Only the lines from the one containing "Where can the golden" to the end of the material are to be copied, exactly and in full; images stay out.

(Rows from a dataset)
################

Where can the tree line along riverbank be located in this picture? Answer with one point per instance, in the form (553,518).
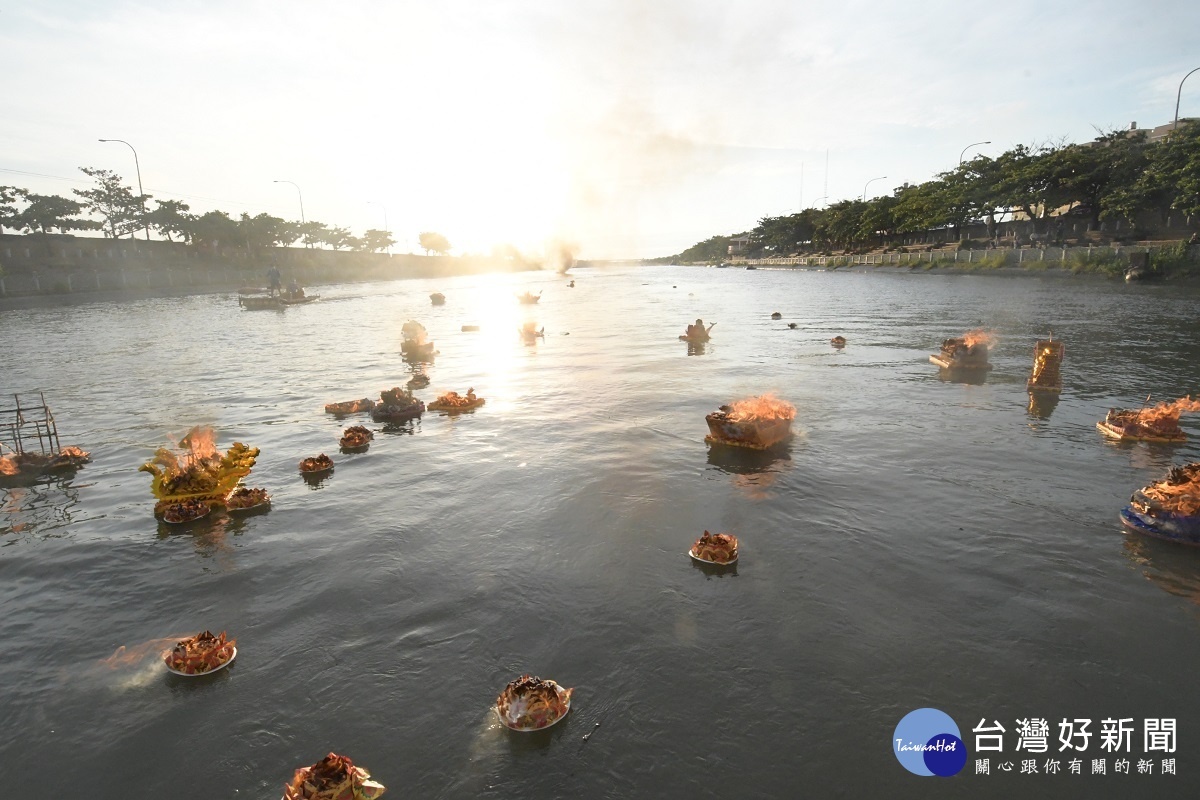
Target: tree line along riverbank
(31,266)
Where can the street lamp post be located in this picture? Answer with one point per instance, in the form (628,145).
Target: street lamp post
(300,194)
(142,194)
(869,182)
(1177,95)
(385,229)
(975,144)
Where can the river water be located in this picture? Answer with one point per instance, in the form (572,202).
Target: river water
(921,542)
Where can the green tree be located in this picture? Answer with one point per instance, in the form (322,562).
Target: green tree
(9,196)
(214,229)
(172,217)
(711,250)
(120,209)
(339,238)
(433,242)
(47,212)
(376,240)
(313,233)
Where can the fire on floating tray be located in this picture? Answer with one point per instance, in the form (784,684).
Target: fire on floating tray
(177,513)
(201,654)
(1047,362)
(396,404)
(351,407)
(715,548)
(334,777)
(199,471)
(756,422)
(1156,423)
(313,464)
(456,402)
(1168,509)
(531,703)
(244,499)
(970,352)
(355,437)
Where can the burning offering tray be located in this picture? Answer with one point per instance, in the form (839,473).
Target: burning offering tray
(454,402)
(1168,509)
(178,513)
(199,471)
(756,422)
(1047,362)
(396,404)
(316,464)
(351,407)
(970,352)
(715,548)
(531,703)
(201,655)
(1156,423)
(245,499)
(334,777)
(357,437)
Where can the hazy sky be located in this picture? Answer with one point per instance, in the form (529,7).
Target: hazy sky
(630,127)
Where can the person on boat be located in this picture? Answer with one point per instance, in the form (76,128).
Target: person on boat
(699,331)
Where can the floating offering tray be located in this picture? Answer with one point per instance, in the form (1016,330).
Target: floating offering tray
(757,434)
(715,548)
(1047,374)
(201,655)
(1168,509)
(1128,425)
(351,407)
(334,777)
(959,354)
(531,703)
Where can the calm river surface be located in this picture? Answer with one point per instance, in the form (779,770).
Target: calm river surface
(921,542)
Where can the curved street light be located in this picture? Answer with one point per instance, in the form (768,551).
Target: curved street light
(1177,95)
(141,192)
(869,182)
(967,148)
(300,194)
(384,221)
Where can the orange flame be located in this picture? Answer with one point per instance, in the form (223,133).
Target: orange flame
(979,336)
(761,409)
(201,443)
(133,655)
(1168,413)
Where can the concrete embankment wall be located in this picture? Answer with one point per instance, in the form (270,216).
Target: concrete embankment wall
(70,264)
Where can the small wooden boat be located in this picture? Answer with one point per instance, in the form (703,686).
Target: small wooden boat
(957,354)
(1047,376)
(454,402)
(1168,509)
(351,407)
(396,404)
(756,435)
(259,302)
(300,301)
(1125,425)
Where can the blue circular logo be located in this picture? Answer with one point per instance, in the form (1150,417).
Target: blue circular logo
(928,743)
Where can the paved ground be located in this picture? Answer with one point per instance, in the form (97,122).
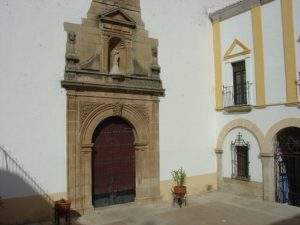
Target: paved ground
(210,209)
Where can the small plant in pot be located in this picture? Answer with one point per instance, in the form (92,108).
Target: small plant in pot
(179,178)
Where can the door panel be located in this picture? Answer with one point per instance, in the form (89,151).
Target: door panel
(113,163)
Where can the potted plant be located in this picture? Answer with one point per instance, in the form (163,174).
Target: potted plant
(179,178)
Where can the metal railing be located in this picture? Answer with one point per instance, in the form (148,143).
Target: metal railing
(10,165)
(236,95)
(298,85)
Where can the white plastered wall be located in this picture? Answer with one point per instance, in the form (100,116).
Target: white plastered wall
(255,167)
(297,31)
(187,116)
(275,83)
(33,110)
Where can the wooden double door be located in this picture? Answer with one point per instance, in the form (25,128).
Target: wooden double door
(113,163)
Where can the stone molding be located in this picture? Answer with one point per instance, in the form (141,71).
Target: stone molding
(244,124)
(134,114)
(235,9)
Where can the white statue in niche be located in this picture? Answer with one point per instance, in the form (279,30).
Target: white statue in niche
(115,56)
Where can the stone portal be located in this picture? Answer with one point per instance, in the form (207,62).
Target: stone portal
(111,71)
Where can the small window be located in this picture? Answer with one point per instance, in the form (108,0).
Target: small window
(240,158)
(240,86)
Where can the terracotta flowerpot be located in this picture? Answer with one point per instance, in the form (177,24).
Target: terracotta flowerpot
(63,205)
(179,191)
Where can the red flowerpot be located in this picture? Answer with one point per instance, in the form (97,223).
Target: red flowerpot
(179,191)
(63,206)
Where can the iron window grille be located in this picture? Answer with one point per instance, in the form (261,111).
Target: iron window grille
(240,158)
(239,93)
(237,98)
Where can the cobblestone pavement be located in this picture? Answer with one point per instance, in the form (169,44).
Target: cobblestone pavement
(210,209)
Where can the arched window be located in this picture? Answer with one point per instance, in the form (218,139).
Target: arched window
(240,158)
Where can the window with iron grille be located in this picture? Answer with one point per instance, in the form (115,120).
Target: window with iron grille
(240,158)
(239,83)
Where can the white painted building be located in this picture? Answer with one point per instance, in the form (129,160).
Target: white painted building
(199,117)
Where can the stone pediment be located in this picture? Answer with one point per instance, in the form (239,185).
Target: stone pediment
(119,17)
(237,48)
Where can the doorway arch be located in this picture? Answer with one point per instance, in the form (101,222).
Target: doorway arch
(113,162)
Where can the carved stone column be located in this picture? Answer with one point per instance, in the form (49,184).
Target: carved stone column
(219,154)
(105,67)
(267,160)
(129,63)
(139,166)
(86,168)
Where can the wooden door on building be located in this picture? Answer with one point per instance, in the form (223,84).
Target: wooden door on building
(113,163)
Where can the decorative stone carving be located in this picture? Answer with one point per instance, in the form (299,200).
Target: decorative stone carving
(72,58)
(115,55)
(118,109)
(89,63)
(86,108)
(155,67)
(120,44)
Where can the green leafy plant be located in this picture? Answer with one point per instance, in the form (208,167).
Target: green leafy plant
(179,176)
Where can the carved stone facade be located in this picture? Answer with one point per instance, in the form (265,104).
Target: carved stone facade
(111,70)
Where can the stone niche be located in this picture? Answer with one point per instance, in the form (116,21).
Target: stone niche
(111,70)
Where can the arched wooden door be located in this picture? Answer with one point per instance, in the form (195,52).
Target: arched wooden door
(113,163)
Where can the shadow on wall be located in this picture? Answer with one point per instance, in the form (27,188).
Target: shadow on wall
(291,221)
(23,200)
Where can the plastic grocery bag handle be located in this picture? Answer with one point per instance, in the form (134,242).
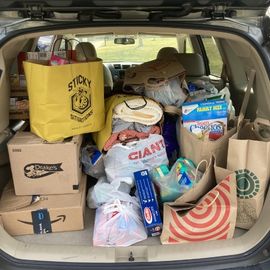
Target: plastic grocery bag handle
(243,109)
(258,122)
(198,166)
(138,107)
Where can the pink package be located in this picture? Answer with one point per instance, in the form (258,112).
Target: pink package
(57,60)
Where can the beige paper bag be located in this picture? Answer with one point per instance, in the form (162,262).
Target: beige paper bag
(212,218)
(196,149)
(201,188)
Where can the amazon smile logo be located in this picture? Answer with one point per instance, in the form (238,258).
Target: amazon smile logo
(59,218)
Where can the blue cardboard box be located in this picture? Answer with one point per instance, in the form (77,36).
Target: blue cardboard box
(149,205)
(208,117)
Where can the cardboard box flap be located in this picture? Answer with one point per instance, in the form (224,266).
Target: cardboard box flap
(11,202)
(159,68)
(22,138)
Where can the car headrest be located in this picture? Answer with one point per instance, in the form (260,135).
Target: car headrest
(85,51)
(166,53)
(193,64)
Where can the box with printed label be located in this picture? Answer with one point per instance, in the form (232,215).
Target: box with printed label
(43,214)
(206,117)
(39,167)
(149,206)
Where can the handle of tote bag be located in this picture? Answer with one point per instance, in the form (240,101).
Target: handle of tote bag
(68,41)
(243,109)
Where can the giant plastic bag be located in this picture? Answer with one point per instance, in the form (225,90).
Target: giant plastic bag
(123,160)
(118,224)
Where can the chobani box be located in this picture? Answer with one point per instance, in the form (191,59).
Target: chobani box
(39,167)
(149,206)
(206,117)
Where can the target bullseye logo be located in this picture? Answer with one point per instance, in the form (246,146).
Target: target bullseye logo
(248,184)
(209,220)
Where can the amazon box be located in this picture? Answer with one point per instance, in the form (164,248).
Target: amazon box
(42,214)
(39,167)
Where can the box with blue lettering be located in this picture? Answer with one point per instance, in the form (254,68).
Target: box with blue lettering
(148,202)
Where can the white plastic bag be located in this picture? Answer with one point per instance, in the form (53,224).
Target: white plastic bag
(104,192)
(92,160)
(123,160)
(118,224)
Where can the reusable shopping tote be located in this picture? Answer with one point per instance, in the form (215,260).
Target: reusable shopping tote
(212,218)
(249,157)
(65,100)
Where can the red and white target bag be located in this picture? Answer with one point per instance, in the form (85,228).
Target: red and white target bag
(212,218)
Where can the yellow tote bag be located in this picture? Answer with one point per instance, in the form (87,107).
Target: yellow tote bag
(65,100)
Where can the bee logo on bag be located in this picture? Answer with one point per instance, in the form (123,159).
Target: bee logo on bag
(80,88)
(38,170)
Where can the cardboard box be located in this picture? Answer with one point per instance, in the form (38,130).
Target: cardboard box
(206,117)
(42,214)
(149,206)
(40,168)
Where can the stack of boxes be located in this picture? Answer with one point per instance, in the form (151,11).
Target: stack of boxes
(47,193)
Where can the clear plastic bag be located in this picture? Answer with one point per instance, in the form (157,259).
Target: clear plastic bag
(175,182)
(104,192)
(118,224)
(122,161)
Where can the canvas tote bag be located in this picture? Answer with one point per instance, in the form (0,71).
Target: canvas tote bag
(249,157)
(212,218)
(65,100)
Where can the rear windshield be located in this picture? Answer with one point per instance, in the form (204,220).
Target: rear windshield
(145,47)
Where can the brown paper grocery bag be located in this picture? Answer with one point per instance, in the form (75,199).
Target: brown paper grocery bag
(197,149)
(212,218)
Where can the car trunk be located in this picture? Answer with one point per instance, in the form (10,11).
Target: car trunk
(77,246)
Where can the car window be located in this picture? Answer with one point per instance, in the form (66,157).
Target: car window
(144,49)
(213,55)
(44,43)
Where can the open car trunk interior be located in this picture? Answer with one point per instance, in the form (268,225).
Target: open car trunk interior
(240,55)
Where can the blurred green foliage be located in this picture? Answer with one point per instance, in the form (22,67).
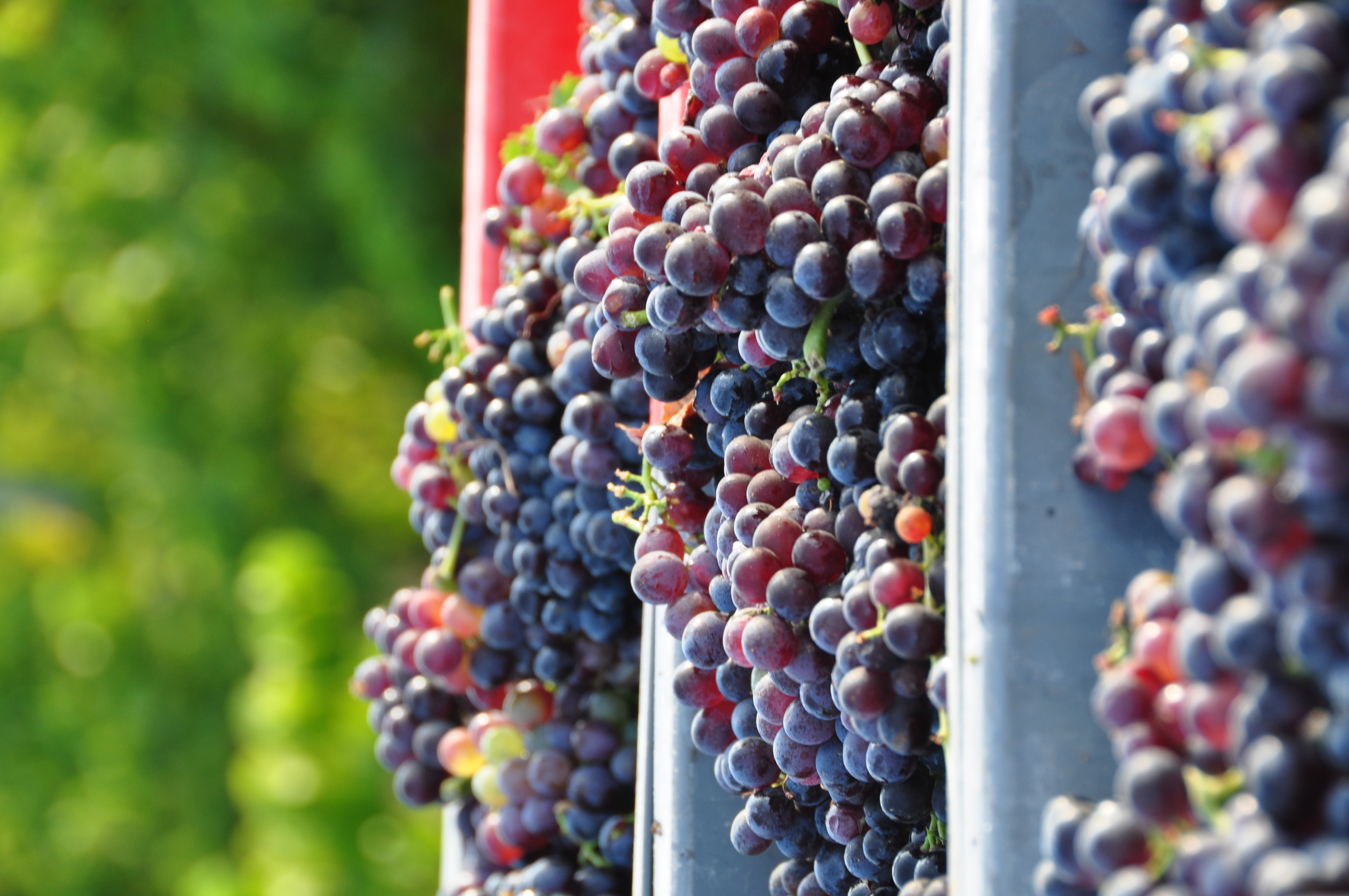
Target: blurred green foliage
(221,225)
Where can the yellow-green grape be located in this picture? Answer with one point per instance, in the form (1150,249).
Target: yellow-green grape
(609,706)
(458,755)
(439,426)
(485,787)
(502,743)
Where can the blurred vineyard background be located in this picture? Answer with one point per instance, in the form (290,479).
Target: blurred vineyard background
(221,225)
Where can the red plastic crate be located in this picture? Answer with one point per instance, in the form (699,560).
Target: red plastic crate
(516,52)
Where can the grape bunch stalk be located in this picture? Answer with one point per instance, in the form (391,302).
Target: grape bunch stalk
(1215,362)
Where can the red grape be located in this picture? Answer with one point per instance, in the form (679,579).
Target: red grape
(659,578)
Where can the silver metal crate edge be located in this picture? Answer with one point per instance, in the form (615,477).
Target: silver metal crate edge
(685,834)
(1035,558)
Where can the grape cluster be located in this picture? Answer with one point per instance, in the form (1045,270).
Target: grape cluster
(1221,227)
(811,623)
(781,257)
(509,678)
(756,227)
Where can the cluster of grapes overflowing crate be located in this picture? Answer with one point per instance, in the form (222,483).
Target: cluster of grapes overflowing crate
(1217,361)
(775,274)
(772,268)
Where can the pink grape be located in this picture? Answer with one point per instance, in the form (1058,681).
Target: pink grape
(733,635)
(695,687)
(659,578)
(685,610)
(1115,430)
(770,701)
(821,557)
(521,181)
(752,573)
(659,538)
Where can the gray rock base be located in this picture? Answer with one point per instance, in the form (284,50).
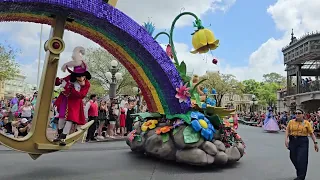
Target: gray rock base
(201,153)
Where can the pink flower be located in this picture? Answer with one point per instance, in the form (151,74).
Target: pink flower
(183,93)
(169,51)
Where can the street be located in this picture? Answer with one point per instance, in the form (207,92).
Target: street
(266,159)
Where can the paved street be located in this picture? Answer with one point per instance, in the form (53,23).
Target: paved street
(266,159)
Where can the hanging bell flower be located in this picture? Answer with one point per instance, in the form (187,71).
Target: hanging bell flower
(203,39)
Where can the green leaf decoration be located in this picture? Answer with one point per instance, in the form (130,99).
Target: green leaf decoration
(183,69)
(186,79)
(197,97)
(195,87)
(174,131)
(215,120)
(138,138)
(165,137)
(147,115)
(190,136)
(185,117)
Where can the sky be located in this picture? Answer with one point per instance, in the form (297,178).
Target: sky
(251,33)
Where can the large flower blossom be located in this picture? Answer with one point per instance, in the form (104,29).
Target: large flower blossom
(201,124)
(151,124)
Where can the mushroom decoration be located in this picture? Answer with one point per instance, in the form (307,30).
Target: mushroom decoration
(215,61)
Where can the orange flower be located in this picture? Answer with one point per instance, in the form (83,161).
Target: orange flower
(163,130)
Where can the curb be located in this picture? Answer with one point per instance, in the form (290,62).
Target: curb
(107,140)
(4,148)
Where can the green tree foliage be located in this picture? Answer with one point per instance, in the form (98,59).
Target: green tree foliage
(275,78)
(99,61)
(8,67)
(251,86)
(223,83)
(96,88)
(267,93)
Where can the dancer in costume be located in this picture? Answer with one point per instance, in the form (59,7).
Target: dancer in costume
(69,103)
(270,124)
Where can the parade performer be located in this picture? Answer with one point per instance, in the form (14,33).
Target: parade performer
(235,121)
(270,124)
(75,87)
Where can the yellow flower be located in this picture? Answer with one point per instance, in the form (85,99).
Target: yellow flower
(151,124)
(203,40)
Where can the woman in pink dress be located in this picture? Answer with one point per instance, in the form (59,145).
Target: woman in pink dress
(235,121)
(122,118)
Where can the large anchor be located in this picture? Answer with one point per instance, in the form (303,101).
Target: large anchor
(36,142)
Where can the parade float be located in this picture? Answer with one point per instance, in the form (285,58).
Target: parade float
(183,124)
(201,136)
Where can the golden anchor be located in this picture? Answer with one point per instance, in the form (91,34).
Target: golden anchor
(36,142)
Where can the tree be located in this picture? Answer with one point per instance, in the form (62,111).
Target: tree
(251,86)
(223,83)
(267,93)
(275,78)
(99,62)
(96,88)
(8,67)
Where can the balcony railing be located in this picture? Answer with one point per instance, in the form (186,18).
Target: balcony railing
(305,88)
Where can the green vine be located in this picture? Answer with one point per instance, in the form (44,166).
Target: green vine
(161,33)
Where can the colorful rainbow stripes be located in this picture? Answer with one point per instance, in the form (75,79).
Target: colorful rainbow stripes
(156,79)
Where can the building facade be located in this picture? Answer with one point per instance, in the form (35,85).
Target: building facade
(2,90)
(281,103)
(302,61)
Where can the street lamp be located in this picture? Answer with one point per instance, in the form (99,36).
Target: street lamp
(113,77)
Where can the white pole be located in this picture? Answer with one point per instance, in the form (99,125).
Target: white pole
(39,58)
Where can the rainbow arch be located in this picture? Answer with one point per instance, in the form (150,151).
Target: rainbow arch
(126,40)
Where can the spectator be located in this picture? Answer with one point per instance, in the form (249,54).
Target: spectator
(23,128)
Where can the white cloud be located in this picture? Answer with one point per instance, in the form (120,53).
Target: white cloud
(300,15)
(27,34)
(163,12)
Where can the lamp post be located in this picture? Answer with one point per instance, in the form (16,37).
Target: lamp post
(114,76)
(253,102)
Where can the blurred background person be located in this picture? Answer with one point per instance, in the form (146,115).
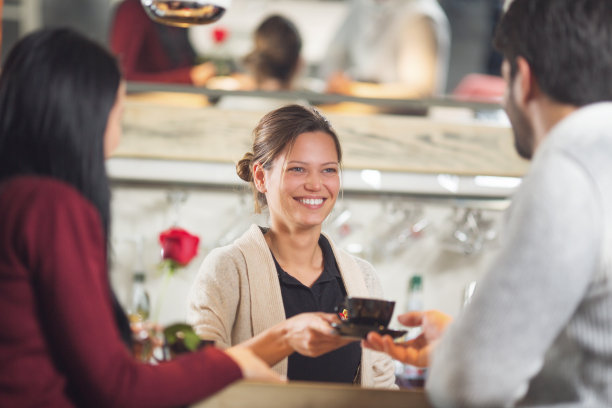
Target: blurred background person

################

Correct response:
Where can the golden anchor be located in this picture? Answer with one point per instance, in the form (91,34).
Target: golden anchor
(36,142)
Where can the tree be located in this picture? Answer with one point per instance, in the form (62,111).
Target: tree
(251,86)
(223,83)
(267,93)
(275,78)
(99,62)
(96,88)
(8,67)
Where can the balcony railing be located in this picture? Answer with one point per instance, in the form (186,18).
Target: balcony railing
(305,88)
Where can the green vine be located in this picture? Answer with one point per instance, in the form (44,166).
Target: green vine
(161,33)
Where can the colorful rainbow stripes be located in this picture? Answer with one point per instance, in the form (75,79).
Target: colorful rainbow stripes
(156,79)
Where can the building facade be located in this picture? Answer with one point per instance, in the form (35,85).
Target: building facade
(2,90)
(281,103)
(302,61)
Where can the street lamp be located in this picture? Answer with one point per instance, in the form (99,36).
Target: street lamp
(113,77)
Where can the white pole be located in this picture? Answer with one point per instance, in the form (99,125).
Target: white pole
(39,58)
Where can the rainbow arch be located in this picture? Answer with one point per instance, in the form (150,151).
Target: rainbow arch
(126,40)
Where can the spectator be located in this picture? Answer with one point per instance, in the form (249,54).
Target: spectator
(23,128)
Where can the white cloud be located in this picture? Answer with one point per instance, in the form (120,53).
Target: white cloud
(300,15)
(27,34)
(163,12)
Where can the lamp post be located in this picture? Answer with one point per instance, in the form (16,37).
Target: lamp post
(114,76)
(253,102)
Where can the blurred background person be located in this picture? Answer with one point per instance, in the form (146,115).
Target: blurred background person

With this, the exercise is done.